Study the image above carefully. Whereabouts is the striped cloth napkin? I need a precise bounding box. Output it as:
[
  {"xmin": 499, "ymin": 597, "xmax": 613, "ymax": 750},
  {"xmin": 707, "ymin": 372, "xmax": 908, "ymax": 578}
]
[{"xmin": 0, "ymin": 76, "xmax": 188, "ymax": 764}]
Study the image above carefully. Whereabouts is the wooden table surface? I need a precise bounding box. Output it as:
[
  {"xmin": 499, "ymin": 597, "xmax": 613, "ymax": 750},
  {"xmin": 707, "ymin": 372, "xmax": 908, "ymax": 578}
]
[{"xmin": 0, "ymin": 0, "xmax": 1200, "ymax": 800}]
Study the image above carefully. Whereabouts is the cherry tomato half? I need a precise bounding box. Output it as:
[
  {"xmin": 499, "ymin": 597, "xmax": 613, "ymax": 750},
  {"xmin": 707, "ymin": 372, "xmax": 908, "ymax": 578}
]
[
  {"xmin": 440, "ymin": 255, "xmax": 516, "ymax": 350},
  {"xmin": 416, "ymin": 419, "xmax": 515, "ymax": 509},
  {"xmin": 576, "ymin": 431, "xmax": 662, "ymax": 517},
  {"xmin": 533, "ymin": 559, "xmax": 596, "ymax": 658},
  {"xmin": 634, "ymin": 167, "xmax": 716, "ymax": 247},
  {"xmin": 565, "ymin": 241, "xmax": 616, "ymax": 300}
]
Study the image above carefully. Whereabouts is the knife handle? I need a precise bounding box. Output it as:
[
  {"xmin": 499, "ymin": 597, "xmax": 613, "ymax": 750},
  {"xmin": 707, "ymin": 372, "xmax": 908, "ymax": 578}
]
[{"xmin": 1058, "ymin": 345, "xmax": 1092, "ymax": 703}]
=-=-=
• **Goal of the exercise**
Format every line of the rows above as a JSON list of strings, with one string per line and any blank lines omitted.

• **Output**
[
  "Study the image above carefully. Whereabouts is the striped cloth napkin? I need a precise bounding box. Output it as:",
  "[",
  "  {\"xmin\": 499, \"ymin\": 597, \"xmax\": 613, \"ymax\": 750},",
  "  {\"xmin\": 707, \"ymin\": 372, \"xmax\": 908, \"ymax\": 578}",
  "]",
  "[{\"xmin\": 0, \"ymin\": 76, \"xmax\": 188, \"ymax\": 764}]",
  "Study the image above carefully. Whereabouts is the wooden table surface? I need a precise bounding box. Output it as:",
  "[",
  "  {\"xmin\": 499, \"ymin\": 597, \"xmax\": 613, \"ymax\": 750},",
  "  {\"xmin\": 707, \"ymin\": 372, \"xmax\": 908, \"ymax\": 578}",
  "]",
  "[{\"xmin\": 0, \"ymin\": 0, \"xmax\": 1200, \"ymax\": 800}]",
  "Study the image above carefully. Whereabouts is the cherry tomato half? I need a precise bounding box. Output it as:",
  "[",
  "  {\"xmin\": 499, \"ymin\": 597, \"xmax\": 613, \"ymax\": 750},",
  "  {\"xmin\": 707, \"ymin\": 372, \"xmax\": 908, \"ymax\": 578}",
  "]",
  "[",
  "  {\"xmin\": 440, \"ymin\": 255, \"xmax\": 516, \"ymax\": 350},",
  "  {\"xmin\": 416, \"ymin\": 419, \"xmax\": 515, \"ymax\": 509},",
  "  {\"xmin\": 576, \"ymin\": 431, \"xmax\": 662, \"ymax\": 517},",
  "  {\"xmin\": 533, \"ymin\": 559, \"xmax\": 596, \"ymax\": 658},",
  "  {\"xmin\": 634, \"ymin\": 167, \"xmax\": 716, \"ymax\": 247},",
  "  {\"xmin\": 565, \"ymin\": 241, \"xmax\": 616, \"ymax\": 300}",
  "]",
  "Study the image above carefully. Whereabouts is the knife handle? I need a precise bounding box. Output it as:",
  "[",
  "  {\"xmin\": 499, \"ymin\": 597, \"xmax\": 613, \"ymax\": 750},",
  "  {\"xmin\": 707, \"ymin\": 372, \"xmax\": 908, \"ymax\": 578}",
  "]",
  "[{\"xmin\": 1058, \"ymin\": 345, \"xmax\": 1092, \"ymax\": 703}]"
]